§ WRITTEN PROBLEM
Report each line in the rows below that contains the string "white", copying every such line in full. Matching is case-sensitive.

§ GIVEN INFORMATION
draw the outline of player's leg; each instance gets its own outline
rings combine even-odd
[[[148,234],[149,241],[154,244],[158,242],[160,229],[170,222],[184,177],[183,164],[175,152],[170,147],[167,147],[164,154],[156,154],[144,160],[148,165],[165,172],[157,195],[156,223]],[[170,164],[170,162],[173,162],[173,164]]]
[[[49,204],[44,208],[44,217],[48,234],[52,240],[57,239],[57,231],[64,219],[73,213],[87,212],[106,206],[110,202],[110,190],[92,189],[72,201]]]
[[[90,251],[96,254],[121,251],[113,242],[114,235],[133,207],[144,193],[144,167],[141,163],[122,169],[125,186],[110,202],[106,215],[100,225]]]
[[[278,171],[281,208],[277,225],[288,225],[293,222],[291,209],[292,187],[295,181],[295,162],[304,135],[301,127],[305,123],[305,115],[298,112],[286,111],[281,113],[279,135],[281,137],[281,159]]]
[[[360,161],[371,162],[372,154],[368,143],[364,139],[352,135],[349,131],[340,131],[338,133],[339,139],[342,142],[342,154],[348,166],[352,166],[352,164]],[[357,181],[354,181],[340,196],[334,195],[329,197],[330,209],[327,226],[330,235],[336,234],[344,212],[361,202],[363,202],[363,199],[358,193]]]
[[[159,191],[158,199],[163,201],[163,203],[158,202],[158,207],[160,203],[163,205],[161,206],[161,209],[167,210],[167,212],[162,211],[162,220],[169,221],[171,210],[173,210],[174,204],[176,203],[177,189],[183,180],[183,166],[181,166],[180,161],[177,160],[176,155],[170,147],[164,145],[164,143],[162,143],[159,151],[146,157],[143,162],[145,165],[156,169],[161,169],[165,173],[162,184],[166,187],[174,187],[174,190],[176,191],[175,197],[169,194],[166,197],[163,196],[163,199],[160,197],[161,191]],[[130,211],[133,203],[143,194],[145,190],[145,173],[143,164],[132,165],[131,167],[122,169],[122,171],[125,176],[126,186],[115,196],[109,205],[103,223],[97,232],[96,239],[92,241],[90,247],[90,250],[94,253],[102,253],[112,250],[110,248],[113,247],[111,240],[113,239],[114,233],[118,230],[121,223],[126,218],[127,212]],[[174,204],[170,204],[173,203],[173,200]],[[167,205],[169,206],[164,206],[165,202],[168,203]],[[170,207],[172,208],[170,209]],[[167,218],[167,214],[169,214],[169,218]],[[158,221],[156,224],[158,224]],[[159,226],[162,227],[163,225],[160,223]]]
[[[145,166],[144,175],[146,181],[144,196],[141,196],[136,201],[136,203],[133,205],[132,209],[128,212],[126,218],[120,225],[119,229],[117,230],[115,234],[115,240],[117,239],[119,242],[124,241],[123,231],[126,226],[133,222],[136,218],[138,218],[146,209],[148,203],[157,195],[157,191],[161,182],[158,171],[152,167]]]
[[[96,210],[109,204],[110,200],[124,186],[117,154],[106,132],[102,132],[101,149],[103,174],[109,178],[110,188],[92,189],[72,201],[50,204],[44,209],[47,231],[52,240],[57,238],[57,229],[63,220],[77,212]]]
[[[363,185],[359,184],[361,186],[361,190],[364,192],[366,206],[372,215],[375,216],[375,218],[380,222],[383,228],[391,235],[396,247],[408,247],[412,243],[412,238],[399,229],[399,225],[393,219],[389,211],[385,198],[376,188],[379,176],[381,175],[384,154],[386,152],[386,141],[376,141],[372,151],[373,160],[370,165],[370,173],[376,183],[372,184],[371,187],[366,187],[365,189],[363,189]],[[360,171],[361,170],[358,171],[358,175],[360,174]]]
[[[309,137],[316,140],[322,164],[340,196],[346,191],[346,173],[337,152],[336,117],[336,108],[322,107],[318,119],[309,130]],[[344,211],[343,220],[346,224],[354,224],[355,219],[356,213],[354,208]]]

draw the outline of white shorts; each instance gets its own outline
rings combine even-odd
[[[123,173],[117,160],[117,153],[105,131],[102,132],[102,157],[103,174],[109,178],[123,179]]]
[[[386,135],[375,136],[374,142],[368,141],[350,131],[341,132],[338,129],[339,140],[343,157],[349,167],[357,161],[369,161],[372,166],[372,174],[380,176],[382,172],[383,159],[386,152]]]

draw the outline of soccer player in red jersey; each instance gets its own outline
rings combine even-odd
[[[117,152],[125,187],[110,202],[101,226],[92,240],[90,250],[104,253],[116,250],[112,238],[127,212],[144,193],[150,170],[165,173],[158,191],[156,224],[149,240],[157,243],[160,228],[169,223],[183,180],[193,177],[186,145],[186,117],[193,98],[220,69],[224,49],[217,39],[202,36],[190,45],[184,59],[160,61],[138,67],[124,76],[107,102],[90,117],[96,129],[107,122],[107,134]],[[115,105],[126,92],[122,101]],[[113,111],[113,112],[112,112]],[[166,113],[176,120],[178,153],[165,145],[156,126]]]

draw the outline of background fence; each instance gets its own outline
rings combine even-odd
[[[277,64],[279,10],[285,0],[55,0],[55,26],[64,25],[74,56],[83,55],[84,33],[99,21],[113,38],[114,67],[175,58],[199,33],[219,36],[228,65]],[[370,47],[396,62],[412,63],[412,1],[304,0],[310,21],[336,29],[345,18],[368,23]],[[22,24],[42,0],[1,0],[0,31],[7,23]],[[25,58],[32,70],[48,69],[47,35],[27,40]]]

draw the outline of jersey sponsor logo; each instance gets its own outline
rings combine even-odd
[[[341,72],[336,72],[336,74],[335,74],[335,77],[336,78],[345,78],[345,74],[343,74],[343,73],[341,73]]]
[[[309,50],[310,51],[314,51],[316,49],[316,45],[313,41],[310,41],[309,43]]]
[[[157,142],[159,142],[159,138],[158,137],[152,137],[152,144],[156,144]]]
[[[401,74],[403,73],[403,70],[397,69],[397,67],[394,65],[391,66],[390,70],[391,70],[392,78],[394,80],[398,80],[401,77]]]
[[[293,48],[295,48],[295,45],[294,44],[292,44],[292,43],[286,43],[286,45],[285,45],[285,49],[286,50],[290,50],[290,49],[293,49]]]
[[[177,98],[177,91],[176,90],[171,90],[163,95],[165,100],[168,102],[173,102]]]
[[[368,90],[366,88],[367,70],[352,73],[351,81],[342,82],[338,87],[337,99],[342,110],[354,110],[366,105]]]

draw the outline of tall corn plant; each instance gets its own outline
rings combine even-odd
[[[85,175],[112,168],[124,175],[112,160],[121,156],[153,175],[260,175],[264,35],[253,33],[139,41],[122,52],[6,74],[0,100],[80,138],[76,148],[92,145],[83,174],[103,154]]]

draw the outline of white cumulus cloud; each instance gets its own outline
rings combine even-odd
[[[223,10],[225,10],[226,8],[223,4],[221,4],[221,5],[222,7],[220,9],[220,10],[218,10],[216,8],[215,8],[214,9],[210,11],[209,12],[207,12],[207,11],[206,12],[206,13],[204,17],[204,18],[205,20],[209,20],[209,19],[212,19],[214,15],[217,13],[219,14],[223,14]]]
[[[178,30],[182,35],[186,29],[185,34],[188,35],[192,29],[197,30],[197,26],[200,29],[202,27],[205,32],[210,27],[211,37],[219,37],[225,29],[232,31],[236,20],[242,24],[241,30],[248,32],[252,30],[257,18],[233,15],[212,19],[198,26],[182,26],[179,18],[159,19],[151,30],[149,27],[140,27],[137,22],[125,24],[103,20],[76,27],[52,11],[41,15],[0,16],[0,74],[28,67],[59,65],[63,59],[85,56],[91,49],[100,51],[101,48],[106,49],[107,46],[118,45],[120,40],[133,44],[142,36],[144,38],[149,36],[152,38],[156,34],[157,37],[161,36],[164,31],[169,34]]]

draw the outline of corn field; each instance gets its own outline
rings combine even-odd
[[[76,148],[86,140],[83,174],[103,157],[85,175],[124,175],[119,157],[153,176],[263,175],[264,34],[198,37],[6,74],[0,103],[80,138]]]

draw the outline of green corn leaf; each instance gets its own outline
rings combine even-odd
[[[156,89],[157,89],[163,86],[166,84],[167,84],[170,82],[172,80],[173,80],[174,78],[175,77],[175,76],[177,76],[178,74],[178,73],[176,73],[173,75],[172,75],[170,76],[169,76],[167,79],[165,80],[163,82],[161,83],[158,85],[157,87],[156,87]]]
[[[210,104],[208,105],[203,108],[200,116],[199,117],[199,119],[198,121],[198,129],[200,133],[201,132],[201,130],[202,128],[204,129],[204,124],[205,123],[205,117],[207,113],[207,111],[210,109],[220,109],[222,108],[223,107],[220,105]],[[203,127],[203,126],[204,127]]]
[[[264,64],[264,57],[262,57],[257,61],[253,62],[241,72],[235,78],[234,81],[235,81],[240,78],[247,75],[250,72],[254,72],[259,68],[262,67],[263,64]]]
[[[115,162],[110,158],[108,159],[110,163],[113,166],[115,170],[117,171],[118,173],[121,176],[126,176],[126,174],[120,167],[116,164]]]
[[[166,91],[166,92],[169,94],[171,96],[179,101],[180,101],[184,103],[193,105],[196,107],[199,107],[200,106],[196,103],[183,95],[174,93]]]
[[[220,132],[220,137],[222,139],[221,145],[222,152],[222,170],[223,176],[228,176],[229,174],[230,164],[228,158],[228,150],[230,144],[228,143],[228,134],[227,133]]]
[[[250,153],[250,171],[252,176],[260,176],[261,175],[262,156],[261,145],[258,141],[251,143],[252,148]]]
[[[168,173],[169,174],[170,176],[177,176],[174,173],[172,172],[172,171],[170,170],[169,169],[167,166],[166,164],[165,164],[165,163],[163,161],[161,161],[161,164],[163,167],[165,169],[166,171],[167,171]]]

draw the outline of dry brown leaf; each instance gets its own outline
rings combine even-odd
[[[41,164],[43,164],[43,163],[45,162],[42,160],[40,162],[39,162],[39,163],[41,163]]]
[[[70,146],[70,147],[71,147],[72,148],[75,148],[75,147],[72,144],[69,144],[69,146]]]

§ EXERCISE SOLUTION
draw the outline of white shorts; each instance gets its own outline
draw the outline of white cumulus cloud; each instance gets its own outline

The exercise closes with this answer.